Brief:
An exact copy of every record is needed, with all pictures omitted.

[Saved entries]
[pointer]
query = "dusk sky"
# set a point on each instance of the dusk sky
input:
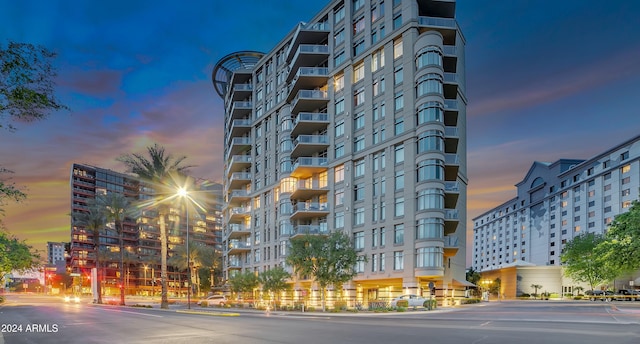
(546, 79)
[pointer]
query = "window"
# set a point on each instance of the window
(430, 228)
(338, 82)
(397, 48)
(430, 112)
(338, 174)
(339, 128)
(398, 260)
(358, 168)
(399, 154)
(399, 207)
(377, 60)
(398, 76)
(398, 232)
(358, 216)
(358, 241)
(429, 257)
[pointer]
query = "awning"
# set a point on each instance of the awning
(463, 283)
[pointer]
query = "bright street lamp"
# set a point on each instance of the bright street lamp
(183, 193)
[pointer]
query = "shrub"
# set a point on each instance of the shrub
(402, 303)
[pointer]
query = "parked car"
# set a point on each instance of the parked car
(414, 300)
(213, 300)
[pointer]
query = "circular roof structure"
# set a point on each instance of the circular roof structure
(225, 67)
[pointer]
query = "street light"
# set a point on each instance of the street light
(183, 193)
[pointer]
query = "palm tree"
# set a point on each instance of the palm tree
(117, 209)
(94, 220)
(199, 256)
(161, 171)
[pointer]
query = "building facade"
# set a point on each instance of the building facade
(556, 202)
(141, 235)
(356, 122)
(55, 252)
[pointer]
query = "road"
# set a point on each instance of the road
(545, 322)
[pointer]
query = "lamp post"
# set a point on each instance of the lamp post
(184, 194)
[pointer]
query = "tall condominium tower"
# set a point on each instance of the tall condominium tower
(355, 121)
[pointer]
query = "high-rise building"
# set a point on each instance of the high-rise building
(355, 121)
(141, 239)
(55, 252)
(554, 203)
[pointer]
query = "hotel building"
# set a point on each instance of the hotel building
(355, 121)
(140, 236)
(554, 203)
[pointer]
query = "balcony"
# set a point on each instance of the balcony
(451, 220)
(308, 78)
(237, 247)
(305, 167)
(450, 245)
(307, 145)
(309, 101)
(238, 179)
(238, 195)
(451, 166)
(241, 91)
(309, 122)
(239, 145)
(238, 163)
(238, 214)
(236, 230)
(240, 109)
(309, 188)
(239, 127)
(309, 230)
(451, 139)
(316, 33)
(451, 194)
(308, 210)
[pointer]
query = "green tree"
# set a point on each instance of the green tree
(275, 281)
(584, 261)
(162, 172)
(26, 84)
(621, 250)
(244, 283)
(15, 254)
(117, 208)
(94, 221)
(329, 260)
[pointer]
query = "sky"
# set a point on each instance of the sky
(546, 80)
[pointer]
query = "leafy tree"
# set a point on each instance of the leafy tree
(622, 248)
(584, 260)
(94, 221)
(117, 208)
(162, 172)
(330, 260)
(275, 281)
(26, 84)
(15, 254)
(244, 282)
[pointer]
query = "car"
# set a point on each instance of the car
(413, 300)
(71, 299)
(213, 300)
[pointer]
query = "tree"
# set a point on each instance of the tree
(162, 172)
(584, 261)
(15, 254)
(94, 221)
(244, 282)
(117, 208)
(621, 250)
(275, 281)
(26, 84)
(330, 260)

Solution to the exercise:
[pointer]
query = "dusk sky"
# set a point on each instance of the dusk sky
input:
(546, 79)
[pointer]
query = "window"
# set a point on each instance of the window
(430, 228)
(338, 82)
(397, 48)
(430, 112)
(338, 174)
(339, 128)
(398, 260)
(358, 168)
(399, 154)
(399, 207)
(377, 60)
(398, 76)
(398, 232)
(358, 216)
(358, 241)
(429, 257)
[pointer]
query = "awning"
# set a point on each instance of the awning
(463, 283)
[pointer]
query = "bright street lamp"
# set a point on each instance of the bright street lamp
(183, 193)
[pointer]
query = "shrub"
# set a point on each instance of the shrub
(402, 303)
[pointer]
query = "parked car"
# set a point on each instance of the parked car
(414, 300)
(213, 300)
[pointer]
query = "circular roof structure"
# set a point on each instance of the circular roof structure
(225, 67)
[pointer]
query = "street light"
# set a point on each instance of the street light
(183, 193)
[pointer]
query = "palm tree"
# set a point on each instance of the palm tree
(117, 209)
(94, 220)
(199, 256)
(161, 171)
[pointer]
query = "building facade"
# set a point on each instance of the building facade
(556, 202)
(141, 235)
(356, 122)
(55, 252)
[pointer]
query = "road"
# set a point on each instance of the road
(545, 322)
[pointer]
query = "lamp post"
# set a point on each instance of the lamp post
(184, 194)
[pointer]
query = "tall condominium tower"
# set a point on each instance of the tall condominium tower
(355, 121)
[pointer]
query = "high-rise building"
# set a point on each instance of the high-rise building
(355, 121)
(141, 239)
(55, 252)
(554, 203)
[pointer]
query = "hotel building"
# set a point on each instance of the hotel building
(355, 121)
(140, 236)
(554, 203)
[pointer]
query = "balcony"
# set a point on each instance of the balcony
(451, 220)
(308, 78)
(237, 247)
(305, 167)
(450, 245)
(307, 145)
(309, 101)
(238, 179)
(238, 195)
(451, 166)
(241, 91)
(309, 122)
(239, 145)
(238, 163)
(238, 214)
(236, 230)
(240, 109)
(309, 188)
(239, 127)
(309, 230)
(451, 139)
(316, 33)
(451, 194)
(308, 210)
[pointer]
query = "green tree"
# set a point on each instance of the green tree
(275, 281)
(584, 261)
(162, 172)
(26, 84)
(621, 250)
(244, 283)
(15, 254)
(117, 208)
(94, 221)
(329, 260)
[pointer]
query = "sky"
# set a point on each instance of the sky
(546, 80)
[pointer]
query = "leafy tree"
# set a point on each instance of the leafy tree
(622, 248)
(584, 260)
(94, 221)
(117, 208)
(162, 172)
(330, 260)
(275, 281)
(26, 84)
(15, 254)
(244, 282)
[pointer]
query = "car"
# set a point on each instance of the car
(413, 300)
(71, 299)
(213, 300)
[pointer]
query = "tree"
# set a point on each instance of the tree
(162, 172)
(584, 261)
(15, 254)
(94, 221)
(244, 282)
(117, 208)
(621, 250)
(275, 281)
(26, 84)
(330, 260)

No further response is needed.